____ 抜粋テキスト

問題は、きちんと教えられたその「基準」というのが、例えば私の持っている個別の歴史に合致しているのか。あるいはあなたが持っている、あなたが経験してきた時間の流れに照らした場合に、それが本当なのか嘘なのかということ。

 イデオロギー的な顔の剥奪というのは、何かというと、その人間が持っているある個別的な歴史性みたいな奴を、剥奪していくという事でもありますという所から、今年の話がやっと始まるわけですけれど。
 つまり政治イデオロギー的な歴史により、個別の歴史、個別の時間の流れを塗りつぶしていくという行為。これって結構あれなんでね。なんでこの話かと思うと思うけれど、面白いから言っちゃうんですけれど、私、大学に入ったときに、大学生はこれを読みなさいみたいな事を必ず新聞とかで仰せになる方がおられるでしょう。たまにさ、凄いことを書く人がいてさ、立派な先生なんだけれど。誰かは言いませんけれどね。この話、前にもしたかも知れないけれどさ、新大学生に薦める三冊って奴挙げたんですよ。それで、その新大学生に薦める三冊の中にさ、ソルジェニーツィンの『イワン・デビーソニチの一日』が入っているわけですよ。ようするに強制収容所にぶち込まれた男が、ちょっと熱っぽいんだけれど、規定の体温に足りなかったものだから、強制労働に駆り出されてさ、一日さ、極寒のシベリアでレンガ積みやってたら、それなりに楽しくなってきてさ、それで頑張ってレンガ積みをやってさ、帰ってきてさ、すんげー薄いじゃぶじゃぶのスープ食うんだけどさ、そしたらその中にさ、魚の骨が入ってて、なんかすんげーラッキーな気がしたって魚の骨をしゃぶってさ、今日も一日いいいい日だったって話なんだよ(笑)。
 これがこの先うん年続く、刑期の終わりまで続くって言う小説なんだよね。一口で言うならね。ああ、読んでください。私が雑にまとめると酷いから。
 で、それを何故新一年生に薦めると思う?
 労働の尊さを教えるためだって。(笑)
 すんごい冗談だと思ったんだけれど。どうも彼は冗談ではなかったらしいんだよね。それ。時々そういう先生方がおられるわけですよ。そうやって薦められている一冊だし、新書だからっていうんで、うちの学校はあれが生協の本屋って奴がないんで、近所の本屋に行って、買ってきて読んだんだけれど、一番最初の5ページぐらいで結構むかついて投げた。むかついて投げた理由って何なのかというと、こういう事をするように、社会的な意識に目覚めたい、目覚めた精神はこういう事をしなくてはならないっていうんでお薦めの、だいたいお薦めなんてろくなのがないわけですけれど、お薦めでしてた事って何かというと、毎日、新聞を読む。これはまあ大体みんな言うよね。毎日、新聞を読むだけじゃないですよ。その時にね、ちゃんと赤鉛筆を持つ。そして、その赤鉛筆で、新聞に何をするかと言うと、社会の進歩を示す記事には丸を、後退を示す記事にはバツをつけるっていうんです(笑)。これ、もしかしたら誰のことか分かる人が、ある世代にはいるかも知れないんだけれど、誰が書いた本なのか。

________

演習課題 —
1 – 抜粋テキストの内容について、次の問いに答えてください。
(a) 新大学生に薦める三冊の中に入っていた小説は何ですか。
(b) その小説を新一年生に薦める理由として、何が挙げられていましたか。
(c) 赤鉛筆を使う方法で、社会の進歩を示す記事には何をつけるとされていましたか。
2 – データの行のうち「Query: hilltop」を含む行から最後の行までについて、「layout」を「format」に置き換えて書き直してください。ほかの部分はそのままにしてください。
本文と行データは、それぞれ別の出典から取られています。

____ 入力データ

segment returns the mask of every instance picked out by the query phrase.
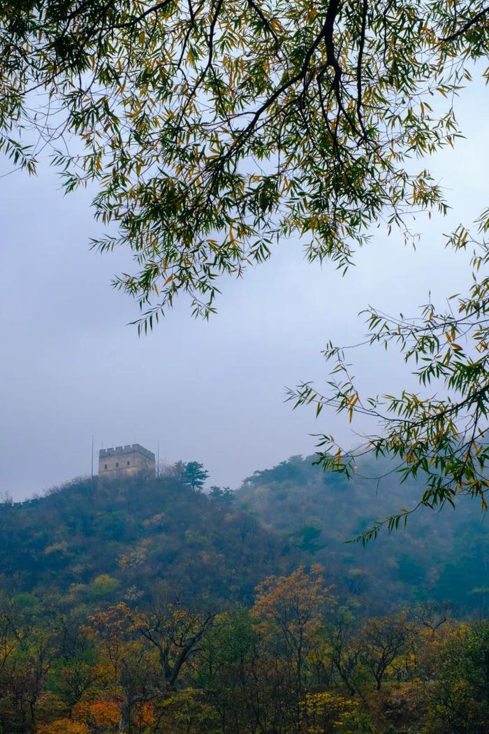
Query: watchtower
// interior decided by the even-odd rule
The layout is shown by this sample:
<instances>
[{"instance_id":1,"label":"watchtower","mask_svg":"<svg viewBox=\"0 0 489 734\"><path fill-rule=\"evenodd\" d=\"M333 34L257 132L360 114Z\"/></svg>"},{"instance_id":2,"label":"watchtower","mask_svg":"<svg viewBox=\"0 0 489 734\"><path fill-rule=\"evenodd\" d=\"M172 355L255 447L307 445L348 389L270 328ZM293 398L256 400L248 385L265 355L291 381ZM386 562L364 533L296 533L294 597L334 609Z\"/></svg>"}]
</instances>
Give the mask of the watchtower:
<instances>
[{"instance_id":1,"label":"watchtower","mask_svg":"<svg viewBox=\"0 0 489 734\"><path fill-rule=\"evenodd\" d=\"M98 453L99 476L132 476L141 472L147 472L154 476L156 461L152 451L149 451L139 443L116 446L115 448L101 448Z\"/></svg>"}]
</instances>

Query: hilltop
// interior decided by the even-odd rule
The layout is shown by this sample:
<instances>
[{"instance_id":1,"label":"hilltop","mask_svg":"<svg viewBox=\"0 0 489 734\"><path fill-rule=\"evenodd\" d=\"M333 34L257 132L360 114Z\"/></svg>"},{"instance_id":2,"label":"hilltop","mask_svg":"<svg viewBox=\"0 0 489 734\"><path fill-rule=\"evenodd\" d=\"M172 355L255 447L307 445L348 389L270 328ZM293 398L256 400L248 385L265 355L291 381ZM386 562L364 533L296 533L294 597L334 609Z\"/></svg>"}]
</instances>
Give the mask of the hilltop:
<instances>
[{"instance_id":1,"label":"hilltop","mask_svg":"<svg viewBox=\"0 0 489 734\"><path fill-rule=\"evenodd\" d=\"M255 472L234 493L193 490L171 472L76 479L45 496L0 506L0 581L10 596L69 606L150 600L161 584L248 603L271 574L320 563L339 603L383 614L424 600L463 612L489 599L489 536L475 503L424 511L366 548L345 542L386 513L411 508L420 487L383 465L351 482L293 457Z\"/></svg>"}]
</instances>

________

解答一覧 —
1 –
(a) ソルジェニーツィンの『イワン・デビーソニチの一日』
(b) 労働の尊さを教えるため
(c) 丸

2 –
Query: hilltop
// interior decided by the even-odd rule
The format is shown by this sample:
<instances>
[{"instance_id":1,"label":"hilltop","mask_svg":"<svg viewBox=\"0 0 489 734\"><path fill-rule=\"evenodd\" d=\"M333 34L257 132L360 114Z\"/></svg>"},{"instance_id":2,"label":"hilltop","mask_svg":"<svg viewBox=\"0 0 489 734\"><path fill-rule=\"evenodd\" d=\"M172 355L255 447L307 445L348 389L270 328ZM293 398L256 400L248 385L265 355L291 381ZM386 562L364 533L296 533L294 597L334 609Z\"/></svg>"}]
</instances>
Give the mask of the hilltop:
<instances>
[{"instance_id":1,"label":"hilltop","mask_svg":"<svg viewBox=\"0 0 489 734\"><path fill-rule=\"evenodd\" d=\"M255 472L234 493L193 490L171 472L76 479L45 496L0 506L0 581L10 596L69 606L150 600L161 584L248 603L271 574L320 563L339 603L383 614L424 600L463 612L489 599L489 536L475 503L424 511L366 548L345 542L386 513L411 508L420 487L383 465L351 482L293 457Z\"/></svg>"}]
</instances>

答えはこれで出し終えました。